• [WRITTEN EXERCISE]:
Pull out every line below that contains the string "mirror". Treat uppercase and lowercase letters as different.

********************

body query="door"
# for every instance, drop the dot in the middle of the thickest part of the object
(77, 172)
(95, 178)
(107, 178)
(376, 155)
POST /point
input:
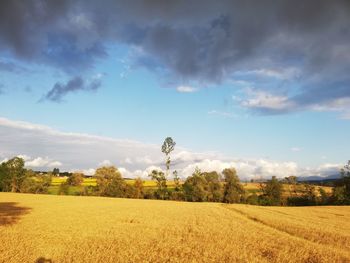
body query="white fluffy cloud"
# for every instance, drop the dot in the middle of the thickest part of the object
(264, 100)
(40, 162)
(186, 89)
(81, 152)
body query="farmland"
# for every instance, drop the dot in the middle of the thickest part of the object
(34, 228)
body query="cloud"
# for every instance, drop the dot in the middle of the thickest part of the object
(186, 89)
(192, 41)
(296, 149)
(224, 114)
(267, 103)
(60, 90)
(40, 162)
(11, 67)
(105, 163)
(79, 152)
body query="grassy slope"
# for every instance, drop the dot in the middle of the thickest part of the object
(96, 229)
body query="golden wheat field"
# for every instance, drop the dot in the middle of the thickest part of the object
(48, 228)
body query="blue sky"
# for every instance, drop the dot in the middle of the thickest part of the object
(158, 77)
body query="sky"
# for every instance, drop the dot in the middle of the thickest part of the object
(260, 86)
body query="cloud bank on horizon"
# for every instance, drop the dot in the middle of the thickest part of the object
(293, 55)
(44, 148)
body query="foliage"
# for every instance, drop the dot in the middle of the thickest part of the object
(272, 192)
(110, 182)
(75, 179)
(167, 147)
(12, 174)
(341, 191)
(63, 189)
(56, 172)
(162, 189)
(195, 187)
(233, 191)
(36, 184)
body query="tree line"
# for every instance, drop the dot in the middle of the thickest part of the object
(199, 187)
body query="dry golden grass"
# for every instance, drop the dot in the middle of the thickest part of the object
(96, 229)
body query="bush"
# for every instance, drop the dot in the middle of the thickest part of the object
(75, 179)
(63, 189)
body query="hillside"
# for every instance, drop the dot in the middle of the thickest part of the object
(34, 228)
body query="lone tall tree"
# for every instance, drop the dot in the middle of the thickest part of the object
(167, 147)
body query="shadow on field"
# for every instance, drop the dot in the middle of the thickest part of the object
(43, 260)
(10, 212)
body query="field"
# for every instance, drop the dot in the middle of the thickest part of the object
(35, 228)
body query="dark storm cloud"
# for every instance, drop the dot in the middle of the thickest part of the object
(200, 41)
(59, 90)
(11, 67)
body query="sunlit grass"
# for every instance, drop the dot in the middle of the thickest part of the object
(98, 229)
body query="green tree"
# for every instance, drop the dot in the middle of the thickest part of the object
(110, 182)
(139, 189)
(162, 189)
(214, 187)
(167, 147)
(36, 184)
(56, 172)
(195, 187)
(233, 190)
(176, 181)
(341, 191)
(292, 182)
(75, 179)
(272, 192)
(12, 174)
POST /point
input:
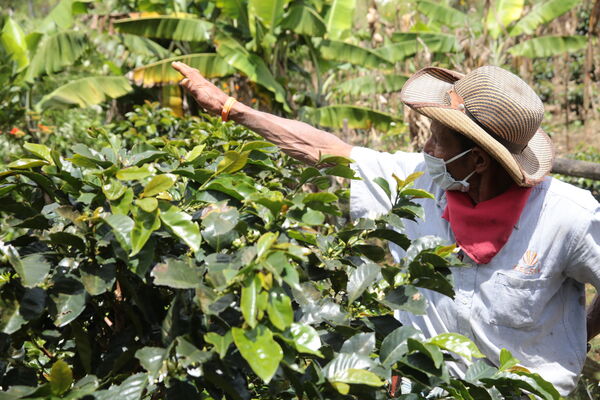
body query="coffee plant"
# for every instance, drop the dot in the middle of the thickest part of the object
(189, 259)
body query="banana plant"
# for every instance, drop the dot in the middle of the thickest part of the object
(267, 43)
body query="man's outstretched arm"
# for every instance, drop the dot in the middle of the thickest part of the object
(297, 139)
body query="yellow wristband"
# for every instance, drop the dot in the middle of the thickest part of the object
(227, 108)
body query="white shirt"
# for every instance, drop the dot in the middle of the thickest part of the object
(530, 298)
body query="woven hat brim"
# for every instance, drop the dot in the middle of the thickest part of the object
(426, 93)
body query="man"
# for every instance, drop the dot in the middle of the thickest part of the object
(530, 242)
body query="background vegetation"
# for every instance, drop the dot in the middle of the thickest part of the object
(120, 203)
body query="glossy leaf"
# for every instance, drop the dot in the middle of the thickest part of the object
(177, 274)
(61, 377)
(280, 310)
(182, 225)
(360, 279)
(395, 346)
(258, 348)
(143, 226)
(158, 184)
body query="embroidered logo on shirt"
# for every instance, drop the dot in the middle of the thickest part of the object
(529, 263)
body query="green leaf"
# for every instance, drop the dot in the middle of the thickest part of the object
(32, 269)
(182, 225)
(502, 14)
(122, 227)
(221, 343)
(507, 360)
(304, 20)
(177, 274)
(360, 279)
(158, 184)
(406, 298)
(541, 13)
(61, 377)
(306, 339)
(148, 204)
(26, 163)
(362, 344)
(113, 190)
(353, 117)
(548, 46)
(264, 243)
(339, 18)
(12, 39)
(280, 310)
(86, 92)
(56, 52)
(143, 226)
(251, 65)
(210, 65)
(259, 349)
(395, 346)
(68, 306)
(133, 173)
(232, 161)
(458, 344)
(153, 360)
(346, 52)
(442, 14)
(175, 27)
(248, 301)
(39, 150)
(371, 84)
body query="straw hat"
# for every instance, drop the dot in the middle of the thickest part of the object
(494, 108)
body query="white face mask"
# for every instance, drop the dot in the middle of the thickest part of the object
(437, 169)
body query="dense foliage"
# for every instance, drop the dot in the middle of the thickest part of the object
(186, 258)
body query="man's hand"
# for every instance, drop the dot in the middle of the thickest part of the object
(208, 96)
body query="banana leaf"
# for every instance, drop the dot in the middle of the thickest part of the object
(175, 27)
(548, 46)
(61, 16)
(55, 52)
(269, 12)
(251, 65)
(339, 19)
(408, 44)
(304, 20)
(354, 117)
(442, 14)
(372, 84)
(12, 38)
(143, 46)
(542, 13)
(159, 73)
(346, 52)
(85, 92)
(502, 14)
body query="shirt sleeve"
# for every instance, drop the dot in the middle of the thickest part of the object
(585, 259)
(367, 199)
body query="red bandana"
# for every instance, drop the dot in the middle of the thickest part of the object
(481, 230)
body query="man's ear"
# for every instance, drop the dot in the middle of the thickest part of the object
(482, 160)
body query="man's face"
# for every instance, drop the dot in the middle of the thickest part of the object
(444, 144)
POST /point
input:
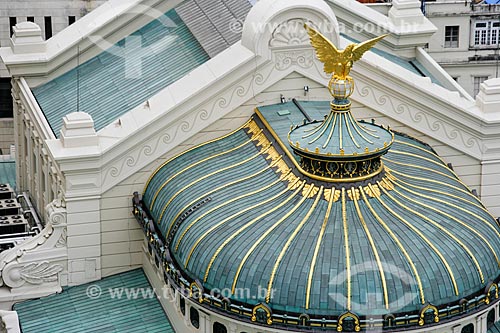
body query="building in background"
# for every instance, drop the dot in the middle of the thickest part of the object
(163, 100)
(466, 42)
(52, 17)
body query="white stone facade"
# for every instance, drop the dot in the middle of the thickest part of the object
(83, 182)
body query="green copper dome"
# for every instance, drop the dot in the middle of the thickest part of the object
(239, 219)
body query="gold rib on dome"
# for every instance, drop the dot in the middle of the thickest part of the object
(339, 148)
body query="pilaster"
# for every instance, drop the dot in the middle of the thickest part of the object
(77, 156)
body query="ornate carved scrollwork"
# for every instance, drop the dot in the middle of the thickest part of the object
(39, 260)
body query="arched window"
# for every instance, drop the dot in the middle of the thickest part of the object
(194, 315)
(182, 305)
(468, 329)
(490, 320)
(219, 328)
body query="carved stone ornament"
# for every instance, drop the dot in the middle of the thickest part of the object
(301, 58)
(39, 260)
(38, 273)
(290, 33)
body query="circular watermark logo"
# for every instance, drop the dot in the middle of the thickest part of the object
(372, 299)
(94, 291)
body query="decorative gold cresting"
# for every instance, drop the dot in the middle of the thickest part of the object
(339, 148)
(339, 62)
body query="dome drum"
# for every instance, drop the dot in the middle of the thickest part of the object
(263, 314)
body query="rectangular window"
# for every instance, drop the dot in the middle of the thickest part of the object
(5, 98)
(48, 27)
(451, 36)
(486, 33)
(477, 83)
(12, 23)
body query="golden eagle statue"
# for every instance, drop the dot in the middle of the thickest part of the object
(338, 62)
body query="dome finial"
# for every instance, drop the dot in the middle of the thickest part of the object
(339, 62)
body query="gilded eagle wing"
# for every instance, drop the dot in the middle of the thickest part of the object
(358, 50)
(325, 50)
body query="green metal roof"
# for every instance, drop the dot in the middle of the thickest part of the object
(8, 173)
(237, 213)
(340, 132)
(72, 311)
(125, 75)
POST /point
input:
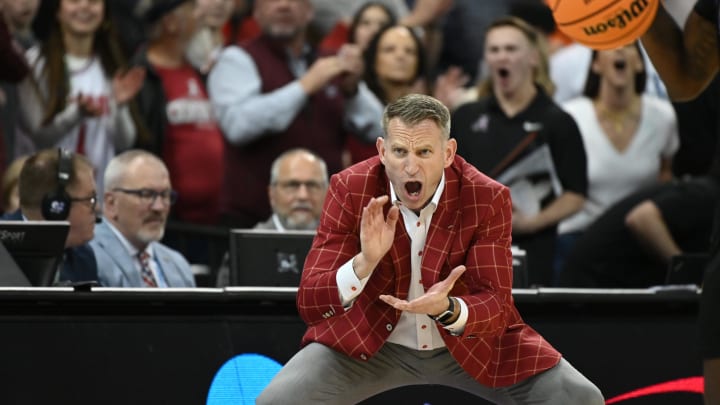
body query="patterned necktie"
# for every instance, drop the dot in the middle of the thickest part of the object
(145, 272)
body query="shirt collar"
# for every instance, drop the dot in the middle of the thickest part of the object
(278, 223)
(131, 250)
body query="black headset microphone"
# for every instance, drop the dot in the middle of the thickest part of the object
(56, 204)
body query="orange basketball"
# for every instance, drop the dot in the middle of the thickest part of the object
(604, 24)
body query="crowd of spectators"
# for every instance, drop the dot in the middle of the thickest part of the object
(217, 90)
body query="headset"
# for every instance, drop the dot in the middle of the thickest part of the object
(56, 204)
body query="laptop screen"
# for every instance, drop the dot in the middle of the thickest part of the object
(266, 258)
(36, 247)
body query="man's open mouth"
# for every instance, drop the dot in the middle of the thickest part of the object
(619, 64)
(413, 187)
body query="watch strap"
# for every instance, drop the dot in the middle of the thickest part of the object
(446, 315)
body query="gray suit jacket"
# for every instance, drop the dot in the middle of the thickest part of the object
(117, 269)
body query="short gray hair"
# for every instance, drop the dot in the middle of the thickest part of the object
(415, 108)
(275, 168)
(117, 168)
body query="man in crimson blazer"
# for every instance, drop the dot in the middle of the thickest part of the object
(418, 291)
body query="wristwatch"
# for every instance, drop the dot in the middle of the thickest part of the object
(446, 315)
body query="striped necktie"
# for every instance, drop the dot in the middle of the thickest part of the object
(145, 272)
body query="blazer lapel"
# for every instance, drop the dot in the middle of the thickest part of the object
(443, 226)
(118, 254)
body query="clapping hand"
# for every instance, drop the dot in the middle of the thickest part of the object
(376, 235)
(433, 301)
(126, 84)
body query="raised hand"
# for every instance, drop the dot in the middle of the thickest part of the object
(433, 301)
(91, 106)
(449, 86)
(322, 71)
(127, 84)
(376, 235)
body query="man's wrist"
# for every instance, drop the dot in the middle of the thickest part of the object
(449, 315)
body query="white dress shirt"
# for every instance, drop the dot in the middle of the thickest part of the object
(416, 331)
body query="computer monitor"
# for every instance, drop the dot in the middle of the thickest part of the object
(36, 247)
(265, 258)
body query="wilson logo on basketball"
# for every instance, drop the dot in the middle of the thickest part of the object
(620, 21)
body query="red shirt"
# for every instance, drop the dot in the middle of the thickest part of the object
(193, 147)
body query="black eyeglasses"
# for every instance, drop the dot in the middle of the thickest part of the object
(148, 195)
(92, 200)
(293, 186)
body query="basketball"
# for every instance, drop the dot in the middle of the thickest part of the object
(604, 24)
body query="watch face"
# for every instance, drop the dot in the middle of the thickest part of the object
(444, 316)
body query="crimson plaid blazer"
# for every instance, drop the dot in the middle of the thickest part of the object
(471, 226)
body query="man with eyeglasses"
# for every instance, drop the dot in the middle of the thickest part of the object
(298, 183)
(38, 180)
(136, 205)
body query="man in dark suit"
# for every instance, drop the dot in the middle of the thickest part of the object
(425, 299)
(56, 184)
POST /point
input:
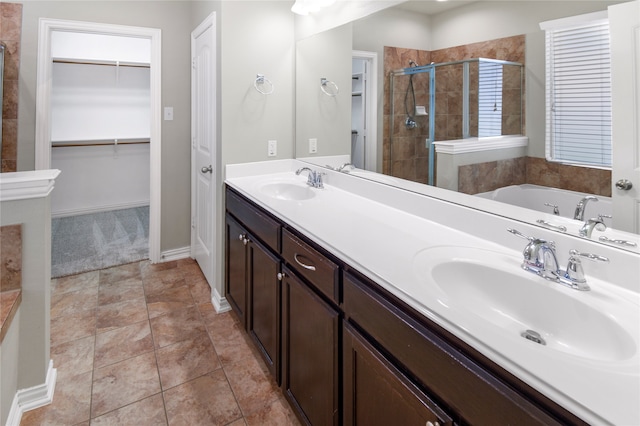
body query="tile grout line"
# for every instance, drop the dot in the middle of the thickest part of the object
(153, 345)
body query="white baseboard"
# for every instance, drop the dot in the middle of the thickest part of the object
(34, 397)
(220, 304)
(98, 209)
(175, 254)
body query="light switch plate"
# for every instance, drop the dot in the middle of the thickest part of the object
(272, 148)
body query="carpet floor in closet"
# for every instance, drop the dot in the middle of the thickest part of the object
(100, 240)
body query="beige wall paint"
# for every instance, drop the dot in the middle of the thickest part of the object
(33, 317)
(256, 37)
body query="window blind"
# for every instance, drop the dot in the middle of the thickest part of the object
(578, 98)
(489, 99)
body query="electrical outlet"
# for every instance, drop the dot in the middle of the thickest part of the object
(272, 148)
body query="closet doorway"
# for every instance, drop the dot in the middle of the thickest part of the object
(98, 105)
(364, 111)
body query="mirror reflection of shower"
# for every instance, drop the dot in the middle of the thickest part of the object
(476, 98)
(2, 49)
(410, 111)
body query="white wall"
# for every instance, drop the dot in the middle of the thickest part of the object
(100, 103)
(174, 18)
(395, 28)
(100, 178)
(33, 319)
(318, 115)
(9, 364)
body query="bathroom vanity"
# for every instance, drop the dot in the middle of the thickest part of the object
(327, 283)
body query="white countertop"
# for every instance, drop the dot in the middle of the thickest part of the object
(384, 233)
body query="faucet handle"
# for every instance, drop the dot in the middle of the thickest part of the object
(575, 273)
(590, 256)
(556, 210)
(532, 240)
(520, 234)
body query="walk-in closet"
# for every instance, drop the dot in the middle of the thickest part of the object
(100, 134)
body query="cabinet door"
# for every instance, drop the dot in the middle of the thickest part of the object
(309, 353)
(376, 393)
(236, 270)
(264, 304)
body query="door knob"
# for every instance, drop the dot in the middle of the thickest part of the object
(624, 184)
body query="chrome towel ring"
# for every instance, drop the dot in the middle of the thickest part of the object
(328, 87)
(263, 85)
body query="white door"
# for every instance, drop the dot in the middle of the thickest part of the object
(369, 139)
(203, 158)
(624, 20)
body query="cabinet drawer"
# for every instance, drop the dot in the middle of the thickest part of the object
(464, 386)
(311, 264)
(260, 224)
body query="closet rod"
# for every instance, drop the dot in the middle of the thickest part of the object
(96, 62)
(104, 142)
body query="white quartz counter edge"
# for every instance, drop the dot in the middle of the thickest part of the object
(380, 242)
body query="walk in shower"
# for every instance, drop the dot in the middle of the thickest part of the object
(473, 98)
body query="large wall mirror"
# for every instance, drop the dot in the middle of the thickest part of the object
(421, 134)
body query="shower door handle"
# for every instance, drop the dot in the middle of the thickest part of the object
(624, 184)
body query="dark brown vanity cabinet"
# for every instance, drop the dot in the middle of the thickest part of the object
(236, 267)
(464, 383)
(310, 364)
(252, 269)
(377, 393)
(348, 352)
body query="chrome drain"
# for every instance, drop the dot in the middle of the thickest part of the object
(534, 336)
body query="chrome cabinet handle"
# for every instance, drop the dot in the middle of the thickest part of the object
(304, 265)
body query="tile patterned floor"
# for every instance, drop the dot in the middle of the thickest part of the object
(141, 344)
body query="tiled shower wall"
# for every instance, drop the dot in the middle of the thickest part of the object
(10, 33)
(409, 155)
(483, 177)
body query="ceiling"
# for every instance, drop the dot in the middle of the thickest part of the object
(432, 7)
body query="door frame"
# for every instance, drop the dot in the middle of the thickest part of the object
(43, 106)
(219, 301)
(371, 117)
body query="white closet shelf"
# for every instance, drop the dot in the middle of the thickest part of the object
(100, 142)
(100, 62)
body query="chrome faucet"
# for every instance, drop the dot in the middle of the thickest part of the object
(582, 204)
(314, 178)
(590, 224)
(540, 258)
(575, 274)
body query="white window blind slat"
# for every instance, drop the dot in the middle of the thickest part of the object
(489, 99)
(578, 98)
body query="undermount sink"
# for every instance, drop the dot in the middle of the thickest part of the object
(288, 191)
(492, 288)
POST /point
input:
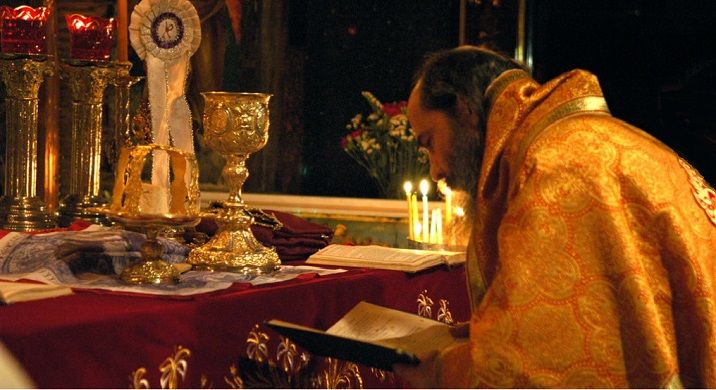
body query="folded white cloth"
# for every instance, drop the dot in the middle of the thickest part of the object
(96, 249)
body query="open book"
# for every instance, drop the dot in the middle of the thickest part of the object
(374, 256)
(372, 335)
(11, 292)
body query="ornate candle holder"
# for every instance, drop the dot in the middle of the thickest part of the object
(235, 125)
(87, 81)
(21, 208)
(90, 37)
(24, 30)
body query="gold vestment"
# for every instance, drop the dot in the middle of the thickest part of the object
(592, 258)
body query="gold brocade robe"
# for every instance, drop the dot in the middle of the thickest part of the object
(592, 258)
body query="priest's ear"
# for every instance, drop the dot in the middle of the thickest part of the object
(466, 114)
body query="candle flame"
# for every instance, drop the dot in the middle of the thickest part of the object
(424, 187)
(408, 187)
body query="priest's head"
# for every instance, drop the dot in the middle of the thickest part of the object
(447, 111)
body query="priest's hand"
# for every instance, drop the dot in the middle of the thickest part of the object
(422, 376)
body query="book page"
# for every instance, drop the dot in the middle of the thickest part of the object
(371, 322)
(11, 292)
(374, 256)
(377, 253)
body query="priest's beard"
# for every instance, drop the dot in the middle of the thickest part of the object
(464, 164)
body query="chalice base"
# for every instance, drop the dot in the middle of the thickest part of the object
(235, 251)
(155, 271)
(73, 207)
(25, 214)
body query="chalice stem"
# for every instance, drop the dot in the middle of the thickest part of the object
(235, 174)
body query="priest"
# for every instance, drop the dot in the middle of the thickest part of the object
(592, 255)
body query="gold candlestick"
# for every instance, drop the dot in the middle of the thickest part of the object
(123, 83)
(87, 83)
(22, 209)
(235, 125)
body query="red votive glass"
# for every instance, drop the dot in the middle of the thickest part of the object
(90, 37)
(24, 30)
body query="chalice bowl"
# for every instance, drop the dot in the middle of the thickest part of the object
(236, 124)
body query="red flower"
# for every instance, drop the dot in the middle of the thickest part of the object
(392, 109)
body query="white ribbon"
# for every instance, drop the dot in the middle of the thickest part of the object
(167, 73)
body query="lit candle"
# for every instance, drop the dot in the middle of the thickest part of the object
(408, 187)
(440, 226)
(90, 37)
(24, 30)
(448, 205)
(447, 193)
(122, 31)
(424, 186)
(434, 227)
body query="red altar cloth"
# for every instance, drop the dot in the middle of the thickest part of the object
(101, 339)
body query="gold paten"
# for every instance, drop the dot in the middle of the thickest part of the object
(126, 209)
(87, 81)
(22, 209)
(235, 125)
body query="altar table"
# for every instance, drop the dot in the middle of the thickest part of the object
(101, 339)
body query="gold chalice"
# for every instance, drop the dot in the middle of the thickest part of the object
(149, 209)
(236, 124)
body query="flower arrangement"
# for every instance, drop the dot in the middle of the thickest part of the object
(383, 143)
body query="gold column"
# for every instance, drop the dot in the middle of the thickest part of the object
(21, 208)
(123, 82)
(87, 84)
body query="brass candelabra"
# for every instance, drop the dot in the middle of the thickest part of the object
(22, 209)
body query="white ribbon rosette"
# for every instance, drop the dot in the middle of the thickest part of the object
(165, 34)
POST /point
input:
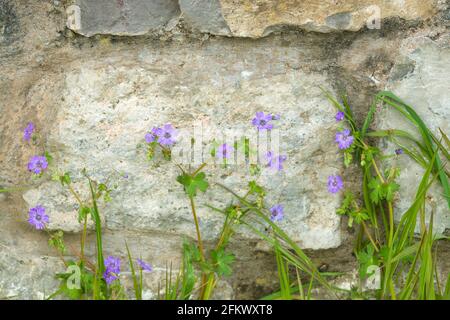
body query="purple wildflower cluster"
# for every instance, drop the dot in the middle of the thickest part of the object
(335, 183)
(277, 213)
(144, 266)
(112, 269)
(37, 164)
(37, 217)
(165, 135)
(263, 121)
(340, 116)
(28, 131)
(344, 139)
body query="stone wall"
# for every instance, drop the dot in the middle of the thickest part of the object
(95, 76)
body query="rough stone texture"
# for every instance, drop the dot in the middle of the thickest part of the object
(110, 104)
(124, 17)
(252, 18)
(205, 16)
(256, 18)
(93, 99)
(421, 77)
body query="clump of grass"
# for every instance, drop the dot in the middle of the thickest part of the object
(407, 260)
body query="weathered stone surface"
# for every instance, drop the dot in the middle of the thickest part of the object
(256, 18)
(122, 17)
(244, 19)
(421, 77)
(205, 16)
(109, 106)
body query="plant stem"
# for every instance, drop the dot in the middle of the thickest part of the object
(366, 231)
(197, 228)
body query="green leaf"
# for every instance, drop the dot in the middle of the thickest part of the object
(82, 213)
(377, 193)
(360, 216)
(346, 203)
(222, 262)
(192, 184)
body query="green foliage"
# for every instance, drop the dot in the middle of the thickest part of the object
(366, 258)
(56, 241)
(193, 183)
(407, 260)
(221, 262)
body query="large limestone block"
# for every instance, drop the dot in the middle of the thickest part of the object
(250, 18)
(255, 18)
(121, 17)
(110, 103)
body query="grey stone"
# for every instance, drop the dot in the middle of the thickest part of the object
(205, 16)
(339, 21)
(120, 17)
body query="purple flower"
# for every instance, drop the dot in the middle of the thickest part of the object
(112, 269)
(37, 217)
(263, 121)
(28, 131)
(275, 162)
(276, 213)
(344, 139)
(335, 184)
(144, 266)
(224, 151)
(340, 116)
(166, 135)
(399, 151)
(37, 164)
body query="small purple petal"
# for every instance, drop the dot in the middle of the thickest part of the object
(340, 116)
(263, 121)
(277, 213)
(112, 269)
(37, 217)
(166, 135)
(144, 266)
(37, 164)
(344, 139)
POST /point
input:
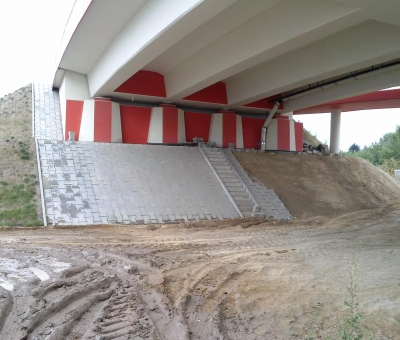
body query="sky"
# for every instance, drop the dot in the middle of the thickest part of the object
(30, 34)
(360, 127)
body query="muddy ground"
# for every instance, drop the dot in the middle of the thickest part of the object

********************

• [EXPECTED ANSWER]:
body query="mirror reflection of shower"
body query="large wall mirror"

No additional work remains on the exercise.